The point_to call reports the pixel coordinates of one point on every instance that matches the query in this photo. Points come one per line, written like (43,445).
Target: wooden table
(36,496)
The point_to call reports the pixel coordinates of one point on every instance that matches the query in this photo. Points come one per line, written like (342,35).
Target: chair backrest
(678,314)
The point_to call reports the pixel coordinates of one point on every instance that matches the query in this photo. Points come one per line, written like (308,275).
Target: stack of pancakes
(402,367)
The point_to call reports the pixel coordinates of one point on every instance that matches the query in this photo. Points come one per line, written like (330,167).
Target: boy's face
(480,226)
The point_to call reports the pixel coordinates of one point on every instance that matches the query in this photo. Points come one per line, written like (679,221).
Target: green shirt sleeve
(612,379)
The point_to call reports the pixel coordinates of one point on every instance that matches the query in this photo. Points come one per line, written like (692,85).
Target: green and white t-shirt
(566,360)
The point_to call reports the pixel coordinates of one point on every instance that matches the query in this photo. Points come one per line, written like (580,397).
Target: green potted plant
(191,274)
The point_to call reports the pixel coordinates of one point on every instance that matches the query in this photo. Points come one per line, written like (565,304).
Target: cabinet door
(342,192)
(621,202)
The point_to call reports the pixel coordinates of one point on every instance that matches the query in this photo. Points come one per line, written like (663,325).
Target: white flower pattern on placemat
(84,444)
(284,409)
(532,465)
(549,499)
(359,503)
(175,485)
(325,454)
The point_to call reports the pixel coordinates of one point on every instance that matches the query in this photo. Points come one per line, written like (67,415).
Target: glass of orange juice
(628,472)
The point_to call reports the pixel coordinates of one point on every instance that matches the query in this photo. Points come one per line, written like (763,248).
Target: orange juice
=====
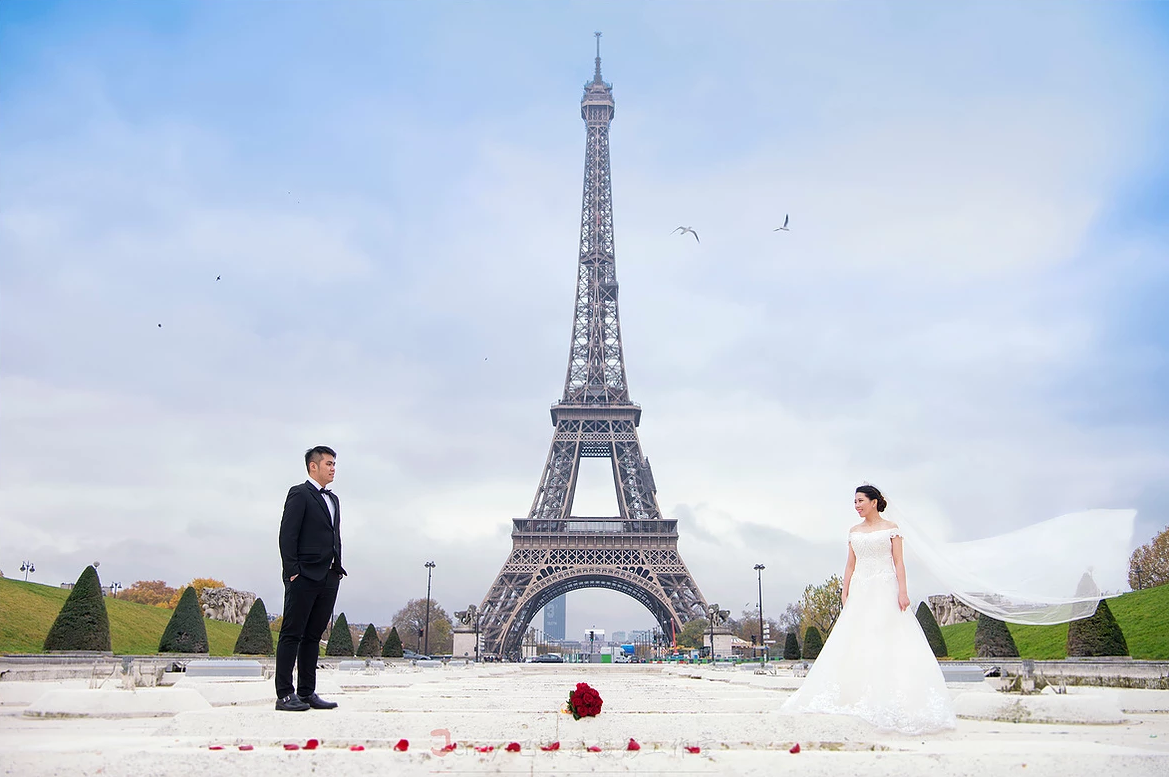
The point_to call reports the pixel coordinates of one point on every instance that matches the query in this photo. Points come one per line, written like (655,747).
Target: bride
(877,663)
=====
Find every line of the listing above that contains the string "shirt", matching case exactly, and copy each of those lines in full.

Target: green shirt sleeve
Target: green and white t-shirt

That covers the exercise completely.